- [TEXTO FORNECIDO]:
O MPF deve ganhar 10% dos acordos da
Andrade Gutierrez —multada em R$ 1 bilhão— e da Camargo Corrêa — que se
comprometeu a pagar R$ 700 milhões. Assim, essas duas negociações renderiam R$
170 milhões à instituição. A Procuradoria-Geral da República tentou
incluir condição semelhante em investigações acompanhadas pelo Supremo Tribunal
Federal, mas o ministro Teori Zavascki não viu
justificativa legal para o repasse.
Para especialistas ouvidos pela
revista eletrônica Consultor Jurídico, a medida aparenta
“gorjeta” ou “pedágio” pelo fechamento de acordos. A possibilidade de o
Ministério Público se beneficiar de acordos propostos também já foi rejeitada
pelo Conselho Nacional do MP (leia mais abaixo).
Para ministro Marco Aurélio, MPF não
pode pegar "carona" nos acordos.

- [TAREFAS DO EXERCÍCIO]:
(a) Traduza para o inglês esta frase do texto fornecido: "A Procuradoria-Geral da República tentou incluir condição semelhante em investigações acompanhadas pelo Supremo Tribunal Federal, mas o ministro Teori Zavascki não viu justificativa legal para o repasse."
(b) Segundo o texto fornecido, quanto a Camargo Corrêa se comprometeu a pagar?
Os registros foram obtidos de outra fonte.

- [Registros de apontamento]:
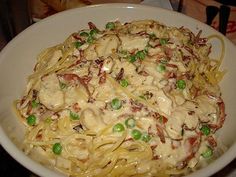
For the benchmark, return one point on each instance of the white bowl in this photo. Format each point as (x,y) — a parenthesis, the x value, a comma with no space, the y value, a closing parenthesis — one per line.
(19,56)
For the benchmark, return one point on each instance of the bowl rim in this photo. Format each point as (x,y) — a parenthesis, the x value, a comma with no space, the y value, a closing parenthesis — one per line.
(41,170)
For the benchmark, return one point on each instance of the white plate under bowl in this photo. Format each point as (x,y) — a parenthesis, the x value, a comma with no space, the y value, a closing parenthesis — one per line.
(19,56)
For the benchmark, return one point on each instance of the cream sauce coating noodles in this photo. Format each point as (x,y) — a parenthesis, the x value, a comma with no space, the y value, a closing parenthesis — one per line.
(133,99)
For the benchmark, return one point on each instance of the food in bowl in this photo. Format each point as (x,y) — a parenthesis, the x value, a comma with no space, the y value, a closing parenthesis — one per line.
(135,99)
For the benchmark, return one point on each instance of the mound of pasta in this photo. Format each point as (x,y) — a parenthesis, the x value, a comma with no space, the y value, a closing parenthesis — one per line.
(133,99)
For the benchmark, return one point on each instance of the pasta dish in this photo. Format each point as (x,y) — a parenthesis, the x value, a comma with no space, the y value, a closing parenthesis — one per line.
(133,99)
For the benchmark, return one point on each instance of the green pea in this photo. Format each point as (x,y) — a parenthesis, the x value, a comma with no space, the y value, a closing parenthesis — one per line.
(116,103)
(74,116)
(124,83)
(208,153)
(57,148)
(136,134)
(143,97)
(118,127)
(93,32)
(48,120)
(205,130)
(110,25)
(78,44)
(90,40)
(130,122)
(146,137)
(163,41)
(84,34)
(34,104)
(152,36)
(31,120)
(181,84)
(132,58)
(141,55)
(161,68)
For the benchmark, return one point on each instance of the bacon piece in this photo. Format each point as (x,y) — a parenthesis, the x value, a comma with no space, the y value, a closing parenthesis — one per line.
(102,78)
(156,157)
(120,74)
(212,142)
(92,25)
(160,133)
(135,106)
(169,53)
(191,52)
(76,107)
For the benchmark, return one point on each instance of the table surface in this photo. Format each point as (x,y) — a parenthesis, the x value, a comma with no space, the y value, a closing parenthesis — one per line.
(10,168)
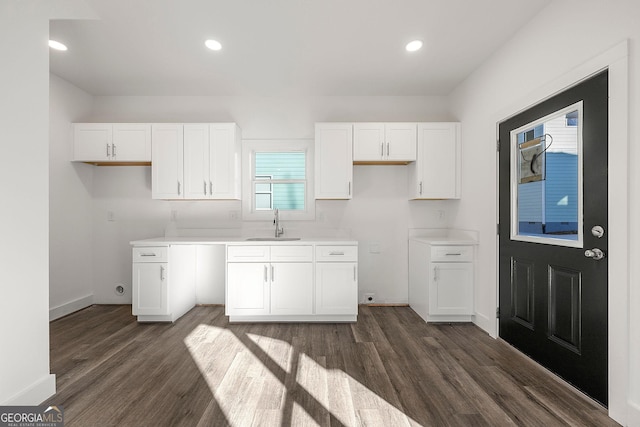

- [RESULTADOS]:
(a) The Office of the Prosecutor General of the Republic tried to include a similar condition in investigations overseen by the Federal Supreme Court, but Justice Teori Zavascki saw no legal justification for the transfer.

(b) R$ 700 milhões.